Extracted text:
◆ ◆ ◆ ◆

Even after women secured more legal rights, Thompson writes, heiresses remained tragedy magnets; “hungry for hunger,” some developed actual eating disorders, turned to drugs or prostrated themselves for love. Why so glum? wonders Thompson, an obviously hard-working author who admits to envying the very wealthy, fantasizing about how to spend all that dough: “I have itemized the house on Cheyne Walk, the apartment on the Upper East Side, the cryogenic chamber, the Stubbs, the fittings at Givenchy, the animal sanctuary. Would all that make me happy? Well: to be honest, I think it might.”

She has the consolation of history, at least, moving on from ghastly scenes of teens whisked to Gretna Green, Scotland — the Las Vegas of its time — to upstart Americans with fresh new money from railroads, baking powder and the like, eager for the finishing touch of an English title and ready to fix — and raise — the roof of the “ancestral pile.” Neglectful parenting abounds; one heiress supposedly admires three little girls minded by a nanny, in Hyde Park — not realizing they’re her own children. We feel the goose bumps on exposed arms in “arctic drawing rooms,” and smell the exquisitely distilled fumes of leisure in the Newport dwellings of people like the Astors: “(bay rum, Floris scent, thoroughbred horseflesh).”

Thompson’s sly asides, often in parentheses, can make her seem like a marquise at the party, behind her fan. She strives mightily to connect heiresses, a somewhat antiquated concept, to the present, which sometimes misfires, like when she writes that Hutton was “shooting herself in the Blahniks” by divorcing Cary Grant in 1945. (Dahling, please! Manolo Blahnik, the shoe designer, was then only a toddler.) And this book about “million-dollar babies” has a lot of million-dollar words: etiolated, accidie, budgerigar.

Trapped in a silk-draped Venn diagram with the socialite and hostess, the heiress has been an unfair object of ridicule. After years of getting dragged through the tabloids and trotted out on reality shows like one of her beloved show ponies, she is both restored to dignity by Thompson’s concerned embrace and pushed away with an air kiss. It’s a complicated romp.

◆ ◆ ◆ ◆

What the task requires:
For each statement below, state whether it agrees with the review of Thompson's book on heiresses above, answering yes or no and quoting the words of the review that decide it.
1. Thompson admits to envying the very wealthy.
2. Hutton divorced Cary Grant in 1950.
3. Gretna Green is called the Las Vegas of its time.

Records from an annotation dataset:
◆ ◆ ◆ ◆

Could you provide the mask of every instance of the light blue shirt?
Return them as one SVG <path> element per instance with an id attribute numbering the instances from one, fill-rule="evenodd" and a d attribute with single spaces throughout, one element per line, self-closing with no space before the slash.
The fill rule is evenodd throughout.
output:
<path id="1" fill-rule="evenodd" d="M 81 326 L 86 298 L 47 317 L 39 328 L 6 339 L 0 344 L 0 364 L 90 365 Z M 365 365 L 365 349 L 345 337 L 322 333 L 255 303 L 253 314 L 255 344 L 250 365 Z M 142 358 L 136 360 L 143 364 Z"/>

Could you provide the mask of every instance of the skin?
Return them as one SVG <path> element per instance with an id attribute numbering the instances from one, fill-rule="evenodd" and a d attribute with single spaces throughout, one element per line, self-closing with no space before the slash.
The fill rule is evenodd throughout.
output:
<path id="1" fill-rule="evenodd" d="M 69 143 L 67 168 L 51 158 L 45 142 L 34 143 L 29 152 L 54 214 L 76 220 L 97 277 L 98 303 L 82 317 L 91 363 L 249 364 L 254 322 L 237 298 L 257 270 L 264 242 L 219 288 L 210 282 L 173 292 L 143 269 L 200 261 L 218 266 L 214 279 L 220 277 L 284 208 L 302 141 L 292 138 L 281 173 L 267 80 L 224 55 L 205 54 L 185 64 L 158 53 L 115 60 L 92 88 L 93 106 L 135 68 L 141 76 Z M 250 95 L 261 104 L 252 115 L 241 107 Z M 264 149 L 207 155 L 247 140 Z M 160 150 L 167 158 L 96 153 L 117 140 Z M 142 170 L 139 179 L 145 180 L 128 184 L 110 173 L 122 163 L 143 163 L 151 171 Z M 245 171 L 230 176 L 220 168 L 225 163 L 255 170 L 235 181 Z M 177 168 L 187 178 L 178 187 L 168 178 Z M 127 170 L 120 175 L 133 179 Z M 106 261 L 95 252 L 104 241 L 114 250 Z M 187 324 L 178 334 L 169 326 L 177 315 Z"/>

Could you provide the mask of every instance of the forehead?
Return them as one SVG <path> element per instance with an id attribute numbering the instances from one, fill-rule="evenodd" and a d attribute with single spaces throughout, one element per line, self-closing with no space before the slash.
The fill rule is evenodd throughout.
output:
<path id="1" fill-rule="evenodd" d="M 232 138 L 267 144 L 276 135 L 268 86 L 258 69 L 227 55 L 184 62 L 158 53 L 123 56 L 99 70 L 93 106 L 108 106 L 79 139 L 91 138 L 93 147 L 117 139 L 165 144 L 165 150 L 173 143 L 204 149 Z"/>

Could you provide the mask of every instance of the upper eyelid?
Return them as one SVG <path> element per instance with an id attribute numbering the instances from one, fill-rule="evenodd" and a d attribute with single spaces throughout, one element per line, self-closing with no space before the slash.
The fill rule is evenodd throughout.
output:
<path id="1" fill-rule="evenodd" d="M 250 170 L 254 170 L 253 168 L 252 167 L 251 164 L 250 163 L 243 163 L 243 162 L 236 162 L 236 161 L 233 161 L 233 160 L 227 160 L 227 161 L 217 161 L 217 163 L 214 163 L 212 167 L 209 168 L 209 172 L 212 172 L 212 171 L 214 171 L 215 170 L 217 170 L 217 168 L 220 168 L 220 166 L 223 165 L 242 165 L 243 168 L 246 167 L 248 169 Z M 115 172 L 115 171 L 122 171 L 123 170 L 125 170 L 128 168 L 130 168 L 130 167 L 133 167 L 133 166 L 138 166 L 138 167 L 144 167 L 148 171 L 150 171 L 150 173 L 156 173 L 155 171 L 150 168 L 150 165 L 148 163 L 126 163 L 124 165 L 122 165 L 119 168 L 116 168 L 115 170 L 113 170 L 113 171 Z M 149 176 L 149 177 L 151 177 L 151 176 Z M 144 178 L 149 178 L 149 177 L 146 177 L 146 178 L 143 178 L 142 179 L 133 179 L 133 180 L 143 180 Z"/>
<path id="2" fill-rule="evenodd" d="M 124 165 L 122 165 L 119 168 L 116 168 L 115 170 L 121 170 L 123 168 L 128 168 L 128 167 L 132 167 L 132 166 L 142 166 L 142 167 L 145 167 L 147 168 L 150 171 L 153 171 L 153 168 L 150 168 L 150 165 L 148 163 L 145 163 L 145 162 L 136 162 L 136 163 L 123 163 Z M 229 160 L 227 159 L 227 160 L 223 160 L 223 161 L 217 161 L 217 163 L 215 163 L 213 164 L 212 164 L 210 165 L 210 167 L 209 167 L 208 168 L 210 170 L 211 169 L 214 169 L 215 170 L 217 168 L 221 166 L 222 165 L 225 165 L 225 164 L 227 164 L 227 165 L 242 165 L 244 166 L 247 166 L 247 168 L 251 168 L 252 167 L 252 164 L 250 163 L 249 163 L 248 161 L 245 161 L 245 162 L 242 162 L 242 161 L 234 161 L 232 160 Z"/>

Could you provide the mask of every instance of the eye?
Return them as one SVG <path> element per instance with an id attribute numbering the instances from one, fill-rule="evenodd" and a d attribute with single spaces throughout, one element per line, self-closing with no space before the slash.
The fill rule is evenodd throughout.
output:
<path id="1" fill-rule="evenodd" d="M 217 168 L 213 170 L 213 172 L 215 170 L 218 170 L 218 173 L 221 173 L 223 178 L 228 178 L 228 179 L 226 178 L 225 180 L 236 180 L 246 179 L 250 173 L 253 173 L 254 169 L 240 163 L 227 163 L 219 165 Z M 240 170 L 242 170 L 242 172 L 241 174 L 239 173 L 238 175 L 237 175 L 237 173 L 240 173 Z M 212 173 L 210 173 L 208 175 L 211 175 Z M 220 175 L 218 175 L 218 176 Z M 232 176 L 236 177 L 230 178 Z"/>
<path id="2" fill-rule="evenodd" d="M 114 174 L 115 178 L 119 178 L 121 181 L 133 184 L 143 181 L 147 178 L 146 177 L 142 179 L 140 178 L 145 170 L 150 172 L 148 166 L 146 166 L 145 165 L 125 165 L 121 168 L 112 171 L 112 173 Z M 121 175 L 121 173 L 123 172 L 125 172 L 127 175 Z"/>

◆ ◆ ◆ ◆

Response to the task:
1. Yes: "who admits to envying the very wealthy"
2. No: "by divorcing Cary Grant in 1945"
3. Yes: "Gretna Green, Scotland — the Las Vegas of its time"